- [CONSEGNA 1]: Riassuma in forma più breve il paragrafo del brano sulla seconda guerra di mafia che inizia con «Ma è negli anni 80», conservandone i fatti principali.
- [CONSEGNA 2]: Elenchi tutte le fonti di denaro che il brano sulla seconda guerra di mafia attribuisce ai corleonesi negli anni Ottanta.
- [CONSEGNA 3]: Riprenda il brano sulla seconda guerra di mafia dal punto in cui si interrompe, proseguendo dopo l'ultima frase riportata.

Ma è negli anni 80 che il ruolo suo e dei suoi, i viddani, i
villani di Corleone che hanno sfidato la mafia della città,
diventa indiscusso. Soldi a fiumi con la droga, gli appalti e la
speculazione edilizia. E una conquista del potere a colpi di
omicidi eclatanti e lupare bianche. E’ la seconda guerra di
mafia. Il 23 aprile 1981 cade Stefano Bontande, “il principe di
Villagrazia”, il boss che vestiva in doppiopetto, frequentava i
salotti buoni della città e controllava i traffici della Cosa
nostra palermitana. Massacrato nel suo regno e nel giorno del
suo compleanno. Diciotto giorni dopo, tocca al suo alleato,
Totuccio Inzerillo, poi al figlio e al fratello: i parenti
superstiti fuggono negli Stati Uniti e hanno salva la vita a
patto di non tornare più in Sicilia. In poche settimane restano
a terra decine di cadaveri. Riina la belva , come lo chiama il
suo referente politico Vito Ciancimino, ex sindaco mafioso di
Palermo del sacco edilizio, è feroce e spietato. Condannato in
contumacia all’ergastolo durante il “maxiprocesso”, viene
inchiodato dalle rivelazioni dei primo pentito di rango, Tommaso
Buscetta. Totò “u curto” si vendica facendogli uccidere undici
parenti. Quando il maxi diventa definitivo e cominciano a
fioccare gli ergastoli per gli uomini d’onore, il padrino
dichiara guerra allo Stato. Una sorta di redde rationem con la
condanna dei nemici storici come i giudici Falcone e Borsellino,
a cui si doveva il maxiprocesso, e di chi aveva tradito. La
lista di chi andava eliminato era lunga e contava anche i
politici che, secondo il boss, non avevano rispettato i patti.

- [MATERIALE FORNITO]:

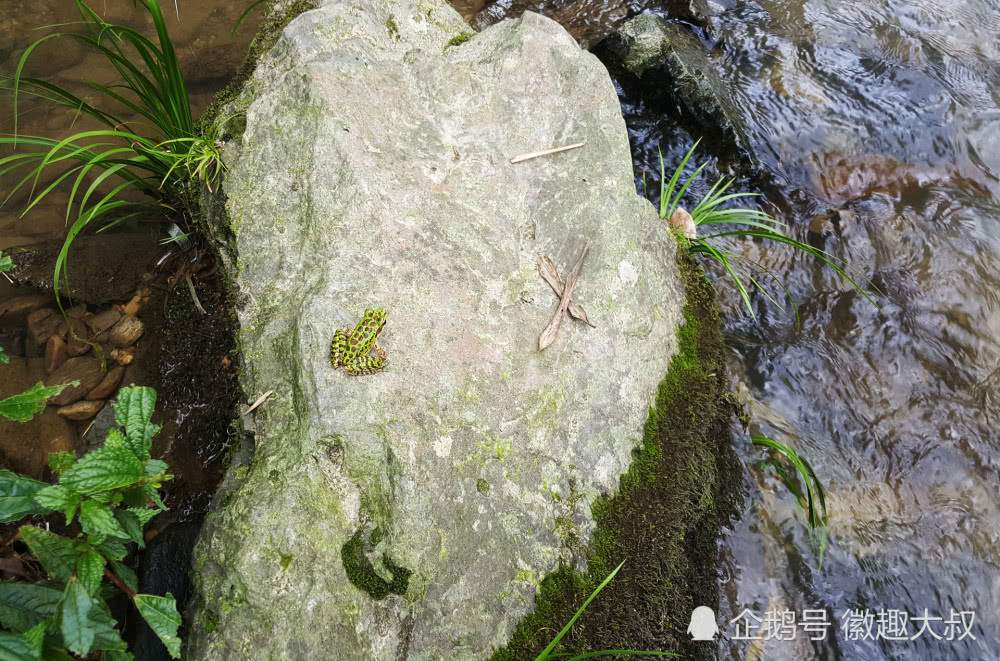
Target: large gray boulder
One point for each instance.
(679, 72)
(411, 513)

- [RISPOSTA SCRITTA 1]: Negli anni Ottanta Riina e i «viddani» di Corleone, arricchiti da droga, appalti e speculazione edilizia, conquistano il potere con omicidi e lupare bianche: è la seconda guerra di mafia. Il 23 aprile 1981 viene ucciso Stefano Bontande, «il principe di Villagrazia». Diciotto giorni dopo tocca al suo alleato Totuccio Inzerillo, poi al figlio e al fratello di questi; i parenti superstiti si salvano fuggendo negli Stati Uniti. In poche settimane si contano decine di morti. Condannato in contumacia all'ergastolo nel maxiprocesso grazie alle rivelazioni di Tommaso Buscetta, Riina fa uccidere undici parenti del pentito. Quando le condanne diventano definitive, dichiara guerra allo Stato, con una lunga lista di nemici da eliminare: i giudici Falcone e Borsellino, i traditori e i politici che, a suo dire, non avevano rispettato i patti.

- [RISPOSTA SCRITTA 2]:
- la droga
- gli appalti
- la speculazione edilizia

- [RISPOSTA SCRITTA 3]:
E’ la stagione delle stragi che il capo dei capi vuole
nonostante non tutti in Cosa nostra siano d’accordo. Il 12 marzo
muore Salvo Lima, proconsole andreottiano in Sicilia. Il 23
maggio e il 19 luglio del 1992 i giudici Giovanni Falcone e
Paolo Borsellino. Al boss restano però pochi mesi di libertà: il
15 gennaio del 1993 i carabinieri del Ros lo arrestano dopo 24
anni di latitanza. La moglie, Ninetta Bagarella che ha trascorso
con lui tutta la vita, torna a Corleone con i quattro figli,Lucia, Concetta, Giovanni e Giuseppe Salvatore, tutti nati in
una delle migliori cliniche private di Palermo.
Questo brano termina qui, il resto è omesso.